▶ **Given passage**
_ _ _ _ _

Oil/Gas and financial lending companies are making huge profit margin, well above that of the tech companies. But I never heard of them paying tech level wage to regular employees. Within tech companies, Broadcom also surprised me, being a mostly semiconductor company, I thought the margin must be pretty low. But it's actually more than Meta, Google, Netflix, etc. https://www.visualcapitalist.com/profit-per-employee-top-u-s-companies-ranking/
Now try market cap per employee. Tech reinvests profits into growth which is different from oil/gas.
Yes, other statistics would show different things. I see this statistic as operational efficiency and ability to pay its employees.
Most of the pay in tech comes from rsu which is directly tied to stock price and market cap. Cash component is usually tiny. So you can’t look at ability to pay employees without looking at market cap/stock price.
Depends on the energy company. A lot of them offer full remote with “average” pay and to me that’s better than being in tech and forced into an office tbh. Duke energy, Sunnova, and EoG resources all have had recruiters offer me full remote before. Duke paid the highest, then EOG, and then Sunnova. Sun run is Sunnovas biggest competitor and they pay a good amount too full remote
I think gross profit per employee makes more sense because the profit is calculated AFTER paying employees. The profit per employee measures how efficient the company runs but gross profit per employee measures how well the pay can potentially be. From my calculations it pretty much aligns with the top pay company in tech, Airbnb, Meta Netflix are top 3 gross profit per employee.
Gross profit per employee doesn’t mean anything for tech. OpenAI is serving 200 million DAU with 1000 employees.

_ _ _ _ _

▶ **Source data**
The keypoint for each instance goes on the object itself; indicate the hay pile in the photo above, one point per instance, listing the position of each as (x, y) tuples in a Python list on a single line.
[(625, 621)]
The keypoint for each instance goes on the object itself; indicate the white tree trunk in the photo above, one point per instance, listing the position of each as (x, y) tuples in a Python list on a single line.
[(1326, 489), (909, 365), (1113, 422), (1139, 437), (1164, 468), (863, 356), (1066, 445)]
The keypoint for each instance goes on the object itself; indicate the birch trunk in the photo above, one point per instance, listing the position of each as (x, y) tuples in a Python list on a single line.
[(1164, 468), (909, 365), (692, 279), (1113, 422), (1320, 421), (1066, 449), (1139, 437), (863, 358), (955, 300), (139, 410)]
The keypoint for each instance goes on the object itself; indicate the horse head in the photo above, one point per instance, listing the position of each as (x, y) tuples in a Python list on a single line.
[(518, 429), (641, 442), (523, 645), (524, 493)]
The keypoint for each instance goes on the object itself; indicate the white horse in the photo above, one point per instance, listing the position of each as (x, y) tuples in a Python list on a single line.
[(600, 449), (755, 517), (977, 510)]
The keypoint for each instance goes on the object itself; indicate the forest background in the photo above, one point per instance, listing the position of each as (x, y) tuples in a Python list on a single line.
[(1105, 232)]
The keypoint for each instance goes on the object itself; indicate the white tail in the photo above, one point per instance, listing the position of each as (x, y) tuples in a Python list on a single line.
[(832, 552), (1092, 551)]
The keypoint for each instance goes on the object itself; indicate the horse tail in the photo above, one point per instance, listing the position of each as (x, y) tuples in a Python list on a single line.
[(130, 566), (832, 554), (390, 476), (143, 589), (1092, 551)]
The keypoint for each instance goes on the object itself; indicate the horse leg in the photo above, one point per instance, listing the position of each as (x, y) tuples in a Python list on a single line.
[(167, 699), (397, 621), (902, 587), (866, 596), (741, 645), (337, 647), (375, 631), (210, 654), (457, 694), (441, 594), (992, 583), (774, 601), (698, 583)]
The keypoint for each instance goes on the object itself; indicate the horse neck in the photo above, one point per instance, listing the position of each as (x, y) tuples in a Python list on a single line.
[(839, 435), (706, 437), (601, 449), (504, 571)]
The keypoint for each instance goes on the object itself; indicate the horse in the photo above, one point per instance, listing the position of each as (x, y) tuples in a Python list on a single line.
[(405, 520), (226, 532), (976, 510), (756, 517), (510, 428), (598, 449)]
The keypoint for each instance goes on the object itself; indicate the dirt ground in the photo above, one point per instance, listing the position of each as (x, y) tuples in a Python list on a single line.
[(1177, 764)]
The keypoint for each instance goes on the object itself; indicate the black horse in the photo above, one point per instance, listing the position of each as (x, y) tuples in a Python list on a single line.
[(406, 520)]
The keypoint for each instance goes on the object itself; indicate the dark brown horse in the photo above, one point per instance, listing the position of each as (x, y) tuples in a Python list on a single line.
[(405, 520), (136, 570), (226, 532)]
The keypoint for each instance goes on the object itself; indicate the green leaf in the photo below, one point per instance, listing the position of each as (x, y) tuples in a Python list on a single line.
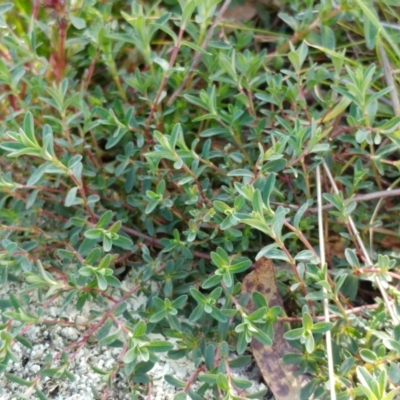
[(105, 219), (294, 334), (159, 346), (71, 197), (78, 23), (5, 7)]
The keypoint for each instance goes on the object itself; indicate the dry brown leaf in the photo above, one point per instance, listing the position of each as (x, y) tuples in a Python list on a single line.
[(282, 379)]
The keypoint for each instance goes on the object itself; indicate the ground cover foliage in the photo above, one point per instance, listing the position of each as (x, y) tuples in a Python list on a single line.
[(153, 147)]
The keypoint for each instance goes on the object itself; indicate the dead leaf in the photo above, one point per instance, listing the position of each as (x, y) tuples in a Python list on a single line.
[(282, 379)]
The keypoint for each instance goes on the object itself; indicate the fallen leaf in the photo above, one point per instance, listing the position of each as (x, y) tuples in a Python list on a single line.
[(283, 380)]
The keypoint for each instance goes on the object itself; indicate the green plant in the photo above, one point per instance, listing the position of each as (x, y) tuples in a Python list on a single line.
[(156, 149)]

_ _ _ _ _

▶ **Task instructions**
**a)** In the discussion of profit per employee, which companies does one commenter say have had recruiters offer full remote work? List all of them.
**b)** Carry on the discussion of profit per employee, starting after its last comment.
The items play no part in what is asked here.

▶ **Task-by-task answers**
**a)** Duke Energy, Sunnova, and EOG Resources.

**b)**
I don't understand your statement, I was talking about gross profit, you are referring to another metric.
Per employee anything is bullshit. OpenAI made 100b in revenue last 12 months let’s say with 1000 people. Now if they hire 20k more people, do the additional 20k people bring in the same revenue/profit or do they decrease it? Going by this logic, openAI needs to have 2 trillion in revenue because they hired 20k more people. For reference Apples annual revenue is 1/5th of that under 400b Oil and gas assets costs tens of hundreds of billions of dollars to setup and become profitable. A new employee is a cost, has no bearing on the profit/revenue that’s generated from the business that existed before they arrived. Read about the concept of marginal utility in economics
You’re talking about revenue for OpenAI, but are they even profitable? This is about gross profit per employee, not revenue. They’re also heavily backed by Microsoft and venture capital. Even then they seem to still report heavy losses. https://sacra.com/c/openai/
Companies in growth phase are measured by revenue growth. Companies in matured business cycles are measured in profits. Are you saying the 1000 OpenAI employees are responsible for the “loss”? Then they should be less valuable than even MSFT employees because MSFT is profitable? In any case you are making the same point. The effect of additional employees is not linear no matter which metric you consider. Bitter pill for most people in tech because they attribute profits to their employment.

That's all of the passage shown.